* **The data**
..............................

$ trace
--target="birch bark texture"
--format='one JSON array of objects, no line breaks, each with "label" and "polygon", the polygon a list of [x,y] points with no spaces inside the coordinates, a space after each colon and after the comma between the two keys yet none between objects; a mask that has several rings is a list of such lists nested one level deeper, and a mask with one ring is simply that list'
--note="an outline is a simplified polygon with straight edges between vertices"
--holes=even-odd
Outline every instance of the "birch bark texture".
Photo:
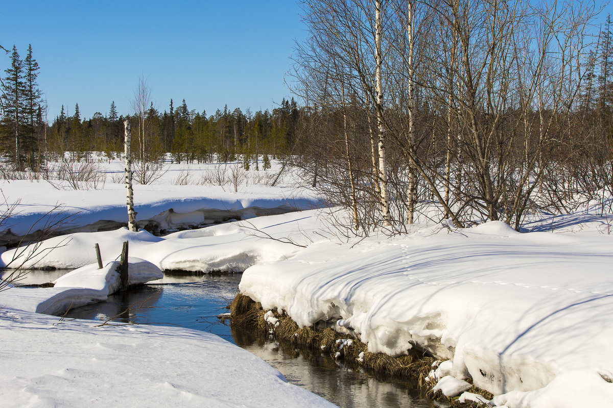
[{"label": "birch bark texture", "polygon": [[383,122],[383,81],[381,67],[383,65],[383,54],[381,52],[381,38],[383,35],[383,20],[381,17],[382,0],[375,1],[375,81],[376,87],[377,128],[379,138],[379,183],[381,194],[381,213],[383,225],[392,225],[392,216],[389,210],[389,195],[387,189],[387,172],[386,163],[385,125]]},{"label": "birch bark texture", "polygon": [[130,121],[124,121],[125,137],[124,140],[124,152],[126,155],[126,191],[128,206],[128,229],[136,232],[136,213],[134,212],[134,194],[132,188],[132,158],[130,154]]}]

..............................

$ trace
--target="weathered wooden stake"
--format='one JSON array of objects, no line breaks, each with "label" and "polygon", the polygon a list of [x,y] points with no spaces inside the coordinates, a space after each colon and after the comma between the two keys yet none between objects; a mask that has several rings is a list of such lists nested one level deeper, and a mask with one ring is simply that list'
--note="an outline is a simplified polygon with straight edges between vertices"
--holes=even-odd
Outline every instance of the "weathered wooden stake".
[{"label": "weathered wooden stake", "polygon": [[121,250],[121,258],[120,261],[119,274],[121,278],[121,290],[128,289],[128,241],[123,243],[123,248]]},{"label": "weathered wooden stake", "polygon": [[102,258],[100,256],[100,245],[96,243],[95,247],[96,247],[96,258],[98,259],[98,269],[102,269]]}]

..............................

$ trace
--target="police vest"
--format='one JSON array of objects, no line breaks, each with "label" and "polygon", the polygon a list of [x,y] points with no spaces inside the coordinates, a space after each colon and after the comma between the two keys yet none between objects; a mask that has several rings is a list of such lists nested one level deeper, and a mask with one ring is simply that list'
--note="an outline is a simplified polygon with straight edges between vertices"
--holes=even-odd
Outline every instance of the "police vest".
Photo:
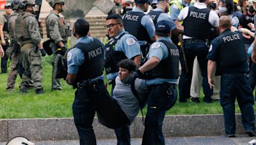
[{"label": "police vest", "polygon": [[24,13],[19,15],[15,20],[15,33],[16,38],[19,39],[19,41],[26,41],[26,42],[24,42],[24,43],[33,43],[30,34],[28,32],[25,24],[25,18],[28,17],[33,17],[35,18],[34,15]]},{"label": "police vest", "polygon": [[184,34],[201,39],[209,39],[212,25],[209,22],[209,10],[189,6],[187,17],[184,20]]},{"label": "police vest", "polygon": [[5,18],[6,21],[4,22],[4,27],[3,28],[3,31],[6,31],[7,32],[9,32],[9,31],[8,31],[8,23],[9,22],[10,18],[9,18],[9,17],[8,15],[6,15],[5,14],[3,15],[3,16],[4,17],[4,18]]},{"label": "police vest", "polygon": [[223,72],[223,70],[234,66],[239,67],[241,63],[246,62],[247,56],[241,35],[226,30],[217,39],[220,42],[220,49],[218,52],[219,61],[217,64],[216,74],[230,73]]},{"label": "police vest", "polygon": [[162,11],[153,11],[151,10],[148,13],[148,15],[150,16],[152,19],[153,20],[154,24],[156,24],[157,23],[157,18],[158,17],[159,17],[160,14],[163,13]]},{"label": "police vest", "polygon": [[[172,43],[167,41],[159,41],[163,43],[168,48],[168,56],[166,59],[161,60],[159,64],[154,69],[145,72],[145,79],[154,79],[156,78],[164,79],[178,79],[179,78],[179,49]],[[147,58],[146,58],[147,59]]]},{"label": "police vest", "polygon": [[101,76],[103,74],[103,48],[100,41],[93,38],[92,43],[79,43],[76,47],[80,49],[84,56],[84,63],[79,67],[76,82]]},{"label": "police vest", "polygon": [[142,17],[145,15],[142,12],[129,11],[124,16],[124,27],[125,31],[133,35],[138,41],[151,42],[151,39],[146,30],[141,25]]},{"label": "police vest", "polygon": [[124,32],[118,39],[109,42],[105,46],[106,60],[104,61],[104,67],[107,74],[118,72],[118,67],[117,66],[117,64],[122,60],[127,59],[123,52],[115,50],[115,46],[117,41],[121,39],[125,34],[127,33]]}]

..............................

Copy every line of the records above that contains the string "target". Case counts.

* **Solution**
--target="birch bark texture"
--target="weathered wooden stake"
--target="police vest"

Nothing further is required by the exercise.